Problem to work on — Show every line of the data where the word "wall" can be found.

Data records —
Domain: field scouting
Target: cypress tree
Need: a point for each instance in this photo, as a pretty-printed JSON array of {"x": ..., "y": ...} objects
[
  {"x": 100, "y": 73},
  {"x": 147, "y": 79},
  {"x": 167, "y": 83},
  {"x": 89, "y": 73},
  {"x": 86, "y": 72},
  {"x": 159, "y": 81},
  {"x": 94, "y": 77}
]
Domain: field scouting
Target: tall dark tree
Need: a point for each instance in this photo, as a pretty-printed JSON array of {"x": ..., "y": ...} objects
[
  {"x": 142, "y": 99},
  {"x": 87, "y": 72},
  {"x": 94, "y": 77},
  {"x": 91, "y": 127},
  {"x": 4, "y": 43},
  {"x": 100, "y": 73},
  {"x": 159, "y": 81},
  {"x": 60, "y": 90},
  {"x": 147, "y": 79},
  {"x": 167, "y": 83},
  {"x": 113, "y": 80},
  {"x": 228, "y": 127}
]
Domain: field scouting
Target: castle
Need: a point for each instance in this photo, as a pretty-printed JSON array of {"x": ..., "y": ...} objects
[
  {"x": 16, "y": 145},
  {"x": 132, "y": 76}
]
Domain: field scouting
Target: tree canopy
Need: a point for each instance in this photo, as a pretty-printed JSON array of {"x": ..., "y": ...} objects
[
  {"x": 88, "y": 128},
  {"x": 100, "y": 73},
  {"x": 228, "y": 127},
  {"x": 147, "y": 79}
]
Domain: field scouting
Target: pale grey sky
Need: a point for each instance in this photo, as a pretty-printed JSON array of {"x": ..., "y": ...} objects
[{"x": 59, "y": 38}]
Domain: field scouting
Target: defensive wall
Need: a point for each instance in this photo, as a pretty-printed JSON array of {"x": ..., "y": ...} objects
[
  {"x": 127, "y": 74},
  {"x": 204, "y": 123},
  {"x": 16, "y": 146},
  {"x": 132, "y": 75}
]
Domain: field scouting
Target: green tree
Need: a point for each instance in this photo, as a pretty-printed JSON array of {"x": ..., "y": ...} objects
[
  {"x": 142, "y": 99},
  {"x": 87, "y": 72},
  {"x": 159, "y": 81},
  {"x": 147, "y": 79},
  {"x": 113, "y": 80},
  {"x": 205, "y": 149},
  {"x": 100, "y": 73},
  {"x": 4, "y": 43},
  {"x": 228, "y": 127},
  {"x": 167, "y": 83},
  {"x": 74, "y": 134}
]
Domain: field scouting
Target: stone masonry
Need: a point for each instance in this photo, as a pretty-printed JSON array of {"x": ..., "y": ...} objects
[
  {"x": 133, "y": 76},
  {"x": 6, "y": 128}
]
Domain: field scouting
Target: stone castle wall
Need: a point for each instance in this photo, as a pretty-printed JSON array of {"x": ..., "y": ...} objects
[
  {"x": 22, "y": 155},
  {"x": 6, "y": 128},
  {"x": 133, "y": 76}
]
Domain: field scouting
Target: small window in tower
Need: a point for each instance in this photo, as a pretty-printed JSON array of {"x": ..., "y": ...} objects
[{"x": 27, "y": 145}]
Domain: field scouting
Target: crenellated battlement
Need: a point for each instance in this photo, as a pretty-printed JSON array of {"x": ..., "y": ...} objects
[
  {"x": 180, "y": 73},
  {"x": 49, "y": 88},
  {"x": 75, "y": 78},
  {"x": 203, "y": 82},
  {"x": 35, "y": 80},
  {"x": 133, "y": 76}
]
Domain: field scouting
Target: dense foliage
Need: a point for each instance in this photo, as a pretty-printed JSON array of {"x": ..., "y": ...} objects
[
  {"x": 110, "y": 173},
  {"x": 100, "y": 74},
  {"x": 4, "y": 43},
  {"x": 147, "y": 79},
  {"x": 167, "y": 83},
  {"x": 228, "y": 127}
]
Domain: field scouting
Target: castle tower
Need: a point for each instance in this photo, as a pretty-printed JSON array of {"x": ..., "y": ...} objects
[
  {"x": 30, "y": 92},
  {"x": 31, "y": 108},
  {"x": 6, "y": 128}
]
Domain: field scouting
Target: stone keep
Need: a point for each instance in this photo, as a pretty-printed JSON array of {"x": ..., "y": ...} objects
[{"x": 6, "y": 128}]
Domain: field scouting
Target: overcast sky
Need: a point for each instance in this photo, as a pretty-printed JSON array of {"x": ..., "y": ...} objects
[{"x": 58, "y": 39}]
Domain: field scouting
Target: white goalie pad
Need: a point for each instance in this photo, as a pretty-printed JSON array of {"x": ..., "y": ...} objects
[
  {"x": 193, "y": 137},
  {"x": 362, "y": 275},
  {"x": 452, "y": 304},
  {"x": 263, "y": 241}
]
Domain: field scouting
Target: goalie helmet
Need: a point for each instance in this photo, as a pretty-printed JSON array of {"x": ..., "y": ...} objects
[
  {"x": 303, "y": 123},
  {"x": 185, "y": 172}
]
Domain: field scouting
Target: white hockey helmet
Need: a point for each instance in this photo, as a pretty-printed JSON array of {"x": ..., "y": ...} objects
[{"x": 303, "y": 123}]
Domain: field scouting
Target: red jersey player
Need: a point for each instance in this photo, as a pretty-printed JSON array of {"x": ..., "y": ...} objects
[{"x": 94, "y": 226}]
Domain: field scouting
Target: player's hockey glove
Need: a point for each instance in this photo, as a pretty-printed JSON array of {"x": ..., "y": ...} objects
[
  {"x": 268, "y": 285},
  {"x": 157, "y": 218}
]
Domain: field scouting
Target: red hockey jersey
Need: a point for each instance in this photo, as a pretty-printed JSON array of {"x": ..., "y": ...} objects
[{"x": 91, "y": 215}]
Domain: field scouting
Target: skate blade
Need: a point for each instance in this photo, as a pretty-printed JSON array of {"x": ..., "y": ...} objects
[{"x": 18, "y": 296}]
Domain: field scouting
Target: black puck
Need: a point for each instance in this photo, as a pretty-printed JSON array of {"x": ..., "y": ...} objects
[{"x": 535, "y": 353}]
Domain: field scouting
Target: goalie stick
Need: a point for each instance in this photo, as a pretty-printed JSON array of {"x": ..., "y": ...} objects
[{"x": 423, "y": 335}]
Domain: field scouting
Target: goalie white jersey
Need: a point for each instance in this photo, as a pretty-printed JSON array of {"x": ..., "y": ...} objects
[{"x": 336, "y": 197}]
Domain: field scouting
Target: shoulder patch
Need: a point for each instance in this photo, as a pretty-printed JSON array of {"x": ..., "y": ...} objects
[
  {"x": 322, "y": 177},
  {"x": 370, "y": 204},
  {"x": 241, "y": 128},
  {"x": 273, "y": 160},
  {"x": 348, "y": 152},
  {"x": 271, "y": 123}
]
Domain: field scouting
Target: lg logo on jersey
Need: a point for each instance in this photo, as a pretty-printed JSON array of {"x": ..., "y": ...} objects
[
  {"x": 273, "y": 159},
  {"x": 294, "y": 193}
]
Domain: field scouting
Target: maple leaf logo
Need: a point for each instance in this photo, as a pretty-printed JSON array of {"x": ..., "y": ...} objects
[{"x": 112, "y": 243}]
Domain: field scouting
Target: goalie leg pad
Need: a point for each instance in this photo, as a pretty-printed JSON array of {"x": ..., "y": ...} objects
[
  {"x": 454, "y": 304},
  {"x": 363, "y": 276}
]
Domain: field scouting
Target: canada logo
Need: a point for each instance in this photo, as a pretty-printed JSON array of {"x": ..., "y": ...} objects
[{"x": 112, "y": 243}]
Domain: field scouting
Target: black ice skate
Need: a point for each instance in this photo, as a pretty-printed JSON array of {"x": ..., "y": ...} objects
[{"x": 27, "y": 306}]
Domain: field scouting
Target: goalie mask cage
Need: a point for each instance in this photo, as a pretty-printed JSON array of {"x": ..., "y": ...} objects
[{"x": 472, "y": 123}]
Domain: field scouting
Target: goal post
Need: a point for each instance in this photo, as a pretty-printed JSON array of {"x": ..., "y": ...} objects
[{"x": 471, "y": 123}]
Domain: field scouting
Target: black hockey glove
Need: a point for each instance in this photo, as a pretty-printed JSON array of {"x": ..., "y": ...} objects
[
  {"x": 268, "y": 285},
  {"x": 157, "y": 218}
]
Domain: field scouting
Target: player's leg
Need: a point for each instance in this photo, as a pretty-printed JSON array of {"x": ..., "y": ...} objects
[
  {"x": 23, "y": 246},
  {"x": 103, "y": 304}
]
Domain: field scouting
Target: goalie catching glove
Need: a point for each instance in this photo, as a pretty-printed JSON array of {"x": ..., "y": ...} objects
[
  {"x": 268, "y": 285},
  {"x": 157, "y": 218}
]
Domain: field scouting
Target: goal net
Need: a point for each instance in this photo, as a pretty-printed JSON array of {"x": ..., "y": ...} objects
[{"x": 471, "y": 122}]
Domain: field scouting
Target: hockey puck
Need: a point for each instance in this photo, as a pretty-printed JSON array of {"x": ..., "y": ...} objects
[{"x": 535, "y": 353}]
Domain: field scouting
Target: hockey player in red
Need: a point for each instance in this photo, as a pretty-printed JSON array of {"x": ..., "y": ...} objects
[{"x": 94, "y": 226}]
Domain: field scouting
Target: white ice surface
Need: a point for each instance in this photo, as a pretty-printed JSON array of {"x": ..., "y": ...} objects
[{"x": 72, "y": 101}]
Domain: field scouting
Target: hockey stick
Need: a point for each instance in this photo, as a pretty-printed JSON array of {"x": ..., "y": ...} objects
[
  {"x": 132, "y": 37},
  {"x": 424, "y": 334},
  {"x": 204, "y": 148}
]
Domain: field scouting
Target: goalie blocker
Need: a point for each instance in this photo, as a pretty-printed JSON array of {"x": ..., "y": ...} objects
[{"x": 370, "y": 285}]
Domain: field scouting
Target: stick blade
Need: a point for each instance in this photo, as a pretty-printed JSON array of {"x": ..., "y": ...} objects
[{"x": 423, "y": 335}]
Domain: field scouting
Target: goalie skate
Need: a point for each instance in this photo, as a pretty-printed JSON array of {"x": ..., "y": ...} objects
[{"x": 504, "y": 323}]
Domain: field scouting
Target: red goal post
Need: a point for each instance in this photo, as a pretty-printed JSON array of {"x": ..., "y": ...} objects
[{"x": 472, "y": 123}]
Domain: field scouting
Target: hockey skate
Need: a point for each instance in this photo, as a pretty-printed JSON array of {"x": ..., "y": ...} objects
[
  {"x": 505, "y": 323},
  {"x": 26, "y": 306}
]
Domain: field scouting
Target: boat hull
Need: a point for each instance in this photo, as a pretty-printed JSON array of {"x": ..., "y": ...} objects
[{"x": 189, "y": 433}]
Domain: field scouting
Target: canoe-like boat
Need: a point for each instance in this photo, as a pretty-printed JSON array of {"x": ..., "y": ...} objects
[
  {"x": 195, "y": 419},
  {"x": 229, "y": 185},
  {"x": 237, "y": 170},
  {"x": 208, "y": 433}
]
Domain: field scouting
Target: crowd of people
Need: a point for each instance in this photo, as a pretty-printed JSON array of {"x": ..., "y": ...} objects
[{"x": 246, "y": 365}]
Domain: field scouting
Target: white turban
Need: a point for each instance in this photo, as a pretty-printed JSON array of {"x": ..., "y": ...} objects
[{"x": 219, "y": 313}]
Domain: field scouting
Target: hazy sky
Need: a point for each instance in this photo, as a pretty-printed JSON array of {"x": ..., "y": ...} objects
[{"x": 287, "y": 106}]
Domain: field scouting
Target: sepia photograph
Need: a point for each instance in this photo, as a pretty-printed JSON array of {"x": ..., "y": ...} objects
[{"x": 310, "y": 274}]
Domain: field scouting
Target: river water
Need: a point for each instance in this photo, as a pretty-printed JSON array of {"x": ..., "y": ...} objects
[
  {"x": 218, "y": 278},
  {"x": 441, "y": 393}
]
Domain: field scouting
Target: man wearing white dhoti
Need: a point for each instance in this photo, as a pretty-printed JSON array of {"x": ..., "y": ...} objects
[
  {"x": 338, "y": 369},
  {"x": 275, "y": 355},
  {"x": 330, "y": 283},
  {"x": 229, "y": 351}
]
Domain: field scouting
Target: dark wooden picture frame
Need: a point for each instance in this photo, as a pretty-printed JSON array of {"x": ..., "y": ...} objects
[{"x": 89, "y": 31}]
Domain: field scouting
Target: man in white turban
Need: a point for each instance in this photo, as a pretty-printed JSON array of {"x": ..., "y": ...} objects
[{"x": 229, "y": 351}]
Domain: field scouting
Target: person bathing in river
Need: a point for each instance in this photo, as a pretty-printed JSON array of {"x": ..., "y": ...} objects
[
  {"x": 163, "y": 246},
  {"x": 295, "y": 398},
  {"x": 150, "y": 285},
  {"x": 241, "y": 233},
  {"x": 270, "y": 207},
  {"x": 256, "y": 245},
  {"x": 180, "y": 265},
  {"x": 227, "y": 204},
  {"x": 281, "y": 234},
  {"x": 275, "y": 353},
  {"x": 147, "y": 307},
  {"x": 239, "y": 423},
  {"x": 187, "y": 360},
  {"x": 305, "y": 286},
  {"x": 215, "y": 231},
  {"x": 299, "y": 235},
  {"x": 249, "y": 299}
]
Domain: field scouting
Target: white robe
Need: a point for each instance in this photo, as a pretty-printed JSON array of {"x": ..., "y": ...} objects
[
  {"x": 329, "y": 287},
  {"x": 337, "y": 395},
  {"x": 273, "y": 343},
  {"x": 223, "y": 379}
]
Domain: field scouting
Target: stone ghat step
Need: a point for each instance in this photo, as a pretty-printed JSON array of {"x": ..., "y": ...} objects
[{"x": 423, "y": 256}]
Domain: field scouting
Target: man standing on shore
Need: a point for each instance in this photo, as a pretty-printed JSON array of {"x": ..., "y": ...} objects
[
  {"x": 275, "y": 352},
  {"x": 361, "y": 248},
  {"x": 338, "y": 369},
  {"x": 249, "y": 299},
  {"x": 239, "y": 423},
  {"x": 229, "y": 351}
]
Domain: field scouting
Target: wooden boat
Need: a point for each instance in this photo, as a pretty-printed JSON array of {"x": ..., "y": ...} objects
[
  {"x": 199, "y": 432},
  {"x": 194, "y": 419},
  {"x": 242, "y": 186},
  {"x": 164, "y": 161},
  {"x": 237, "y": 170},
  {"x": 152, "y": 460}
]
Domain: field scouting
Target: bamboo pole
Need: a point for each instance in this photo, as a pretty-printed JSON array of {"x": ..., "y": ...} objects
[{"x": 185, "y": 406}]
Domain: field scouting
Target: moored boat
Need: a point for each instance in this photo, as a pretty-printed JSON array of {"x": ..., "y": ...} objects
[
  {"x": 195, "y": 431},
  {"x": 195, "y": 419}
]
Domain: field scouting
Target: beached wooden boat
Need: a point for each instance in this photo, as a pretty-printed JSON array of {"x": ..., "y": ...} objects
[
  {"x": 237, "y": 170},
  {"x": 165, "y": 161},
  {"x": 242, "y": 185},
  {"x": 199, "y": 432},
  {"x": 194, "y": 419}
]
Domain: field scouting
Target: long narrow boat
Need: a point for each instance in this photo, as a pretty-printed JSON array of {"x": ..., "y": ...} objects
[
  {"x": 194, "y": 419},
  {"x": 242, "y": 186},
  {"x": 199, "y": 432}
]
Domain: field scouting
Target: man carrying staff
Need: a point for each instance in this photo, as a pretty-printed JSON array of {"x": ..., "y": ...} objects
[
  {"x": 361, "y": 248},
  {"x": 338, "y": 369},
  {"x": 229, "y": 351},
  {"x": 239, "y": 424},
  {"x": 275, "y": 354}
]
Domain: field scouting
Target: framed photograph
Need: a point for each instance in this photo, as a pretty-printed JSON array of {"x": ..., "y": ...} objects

Expected answer —
Target: defensive wall
Target: stone castle wall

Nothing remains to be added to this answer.